_Task statement_
Copy every entry precisely.

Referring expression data
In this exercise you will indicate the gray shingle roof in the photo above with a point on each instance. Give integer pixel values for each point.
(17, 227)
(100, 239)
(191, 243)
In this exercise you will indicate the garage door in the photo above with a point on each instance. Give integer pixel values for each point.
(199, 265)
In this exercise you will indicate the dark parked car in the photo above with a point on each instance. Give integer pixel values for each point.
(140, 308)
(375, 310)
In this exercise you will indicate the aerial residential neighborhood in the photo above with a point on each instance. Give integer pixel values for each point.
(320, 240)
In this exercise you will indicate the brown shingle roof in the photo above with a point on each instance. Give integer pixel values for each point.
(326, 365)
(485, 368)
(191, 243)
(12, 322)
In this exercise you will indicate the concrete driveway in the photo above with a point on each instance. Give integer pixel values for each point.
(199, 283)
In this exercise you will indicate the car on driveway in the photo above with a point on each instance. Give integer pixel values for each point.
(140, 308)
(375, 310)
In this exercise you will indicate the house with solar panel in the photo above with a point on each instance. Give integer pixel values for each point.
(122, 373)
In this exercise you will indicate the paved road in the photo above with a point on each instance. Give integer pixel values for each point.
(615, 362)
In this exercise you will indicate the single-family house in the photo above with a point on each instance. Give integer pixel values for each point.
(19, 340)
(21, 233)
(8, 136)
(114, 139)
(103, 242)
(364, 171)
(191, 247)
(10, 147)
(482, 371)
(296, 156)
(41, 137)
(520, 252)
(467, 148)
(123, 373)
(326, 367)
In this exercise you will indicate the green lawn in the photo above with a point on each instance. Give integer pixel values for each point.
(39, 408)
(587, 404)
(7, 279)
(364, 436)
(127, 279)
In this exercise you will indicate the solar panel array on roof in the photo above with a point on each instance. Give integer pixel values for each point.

_Result of this exercise_
In this exercise you will indicate the gray shingle roof in the photo above with a point on each instance. Give integer pixel values for each point.
(17, 227)
(100, 239)
(191, 243)
In this exercise you will indicate the garage door in the photo above with a point on each instance. Give integer pixel values for each point.
(199, 265)
In this exercise you will indicate the dark parked car in the photo above with a point on each instance. Give integer pixel values for each point.
(140, 308)
(375, 310)
In this exercise you will indicate the aerial residential neighborhood in the photo above with a point on each instance. Give integer pixel values for each point.
(320, 240)
In this exercise you will indicate the brown shingle roof in the photo above with a point on each instance. Give integer pixel values for each point.
(326, 365)
(485, 368)
(191, 243)
(12, 322)
In this exercise you will indicate the concrete driveway in the photo above with a point on each instance. Give integer pixel values for each point.
(199, 283)
In this exercise you will indicate the car on driveway in the photo above with a point on each instance. Give integer pixel values for each point.
(140, 308)
(375, 310)
In this exercise you will indicate the house with solar panel in the photo above with a point on each instance. Give integer pixel values for each point.
(122, 373)
In this exercise you will indicate the paved road in the photo above with a point on each instance. Give integer pixel values for each point.
(615, 362)
In this exercise you will indicate the single-family house in the photo above with a point on each instance. Give integer pixel values for each point.
(19, 340)
(21, 233)
(8, 136)
(114, 139)
(103, 242)
(364, 171)
(191, 247)
(10, 147)
(482, 371)
(296, 156)
(41, 137)
(520, 252)
(467, 148)
(123, 373)
(326, 367)
In this exercise you will indicate the green lawn in the photo above with a point on each instance. Give integer pixel values for each point.
(39, 408)
(587, 404)
(7, 279)
(364, 436)
(127, 279)
In this exercise you will indicate the solar panel array on roof in the photo above with a point on each instance. Give integer pixel values for each point.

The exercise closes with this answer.